[Task goal]: Find every line in the records below that holds the word "outline" and copy it.
::::
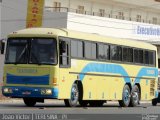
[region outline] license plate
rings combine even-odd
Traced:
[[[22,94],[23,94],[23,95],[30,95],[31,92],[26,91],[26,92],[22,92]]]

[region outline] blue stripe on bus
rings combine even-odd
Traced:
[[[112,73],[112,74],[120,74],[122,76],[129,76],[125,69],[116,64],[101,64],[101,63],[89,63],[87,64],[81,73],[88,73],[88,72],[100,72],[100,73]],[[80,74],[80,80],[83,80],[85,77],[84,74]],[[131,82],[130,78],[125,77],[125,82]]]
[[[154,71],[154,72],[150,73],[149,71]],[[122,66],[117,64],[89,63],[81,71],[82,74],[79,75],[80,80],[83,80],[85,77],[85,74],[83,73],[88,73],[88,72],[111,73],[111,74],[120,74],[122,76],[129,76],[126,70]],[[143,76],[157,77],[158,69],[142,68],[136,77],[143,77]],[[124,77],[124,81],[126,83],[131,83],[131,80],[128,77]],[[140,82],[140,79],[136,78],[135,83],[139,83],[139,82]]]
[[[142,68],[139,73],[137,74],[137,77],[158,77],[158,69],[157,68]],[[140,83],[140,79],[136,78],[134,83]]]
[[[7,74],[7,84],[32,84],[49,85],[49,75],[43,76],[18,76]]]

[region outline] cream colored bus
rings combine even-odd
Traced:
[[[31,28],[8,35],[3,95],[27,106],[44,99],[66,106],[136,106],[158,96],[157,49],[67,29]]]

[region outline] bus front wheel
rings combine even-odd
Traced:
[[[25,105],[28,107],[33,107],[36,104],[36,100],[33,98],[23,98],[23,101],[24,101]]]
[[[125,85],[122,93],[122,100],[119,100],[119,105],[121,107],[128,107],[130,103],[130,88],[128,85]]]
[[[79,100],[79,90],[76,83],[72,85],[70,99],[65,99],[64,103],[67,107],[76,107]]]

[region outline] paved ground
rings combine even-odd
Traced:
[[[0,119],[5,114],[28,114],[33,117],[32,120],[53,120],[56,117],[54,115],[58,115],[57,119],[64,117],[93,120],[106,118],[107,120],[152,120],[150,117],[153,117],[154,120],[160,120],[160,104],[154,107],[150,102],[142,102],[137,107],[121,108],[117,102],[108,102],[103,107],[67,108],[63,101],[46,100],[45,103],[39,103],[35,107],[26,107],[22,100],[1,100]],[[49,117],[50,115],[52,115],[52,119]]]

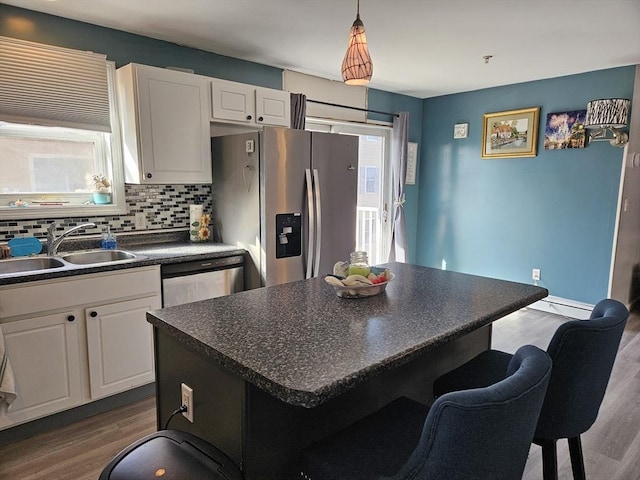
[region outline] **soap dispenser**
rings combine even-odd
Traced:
::::
[Solution]:
[region outline] license plate
[region outline] blue stripe on bus
[region outline] cream colored bus
[region outline] bus front wheel
[region outline] paved ground
[region outline] **soap dispenser**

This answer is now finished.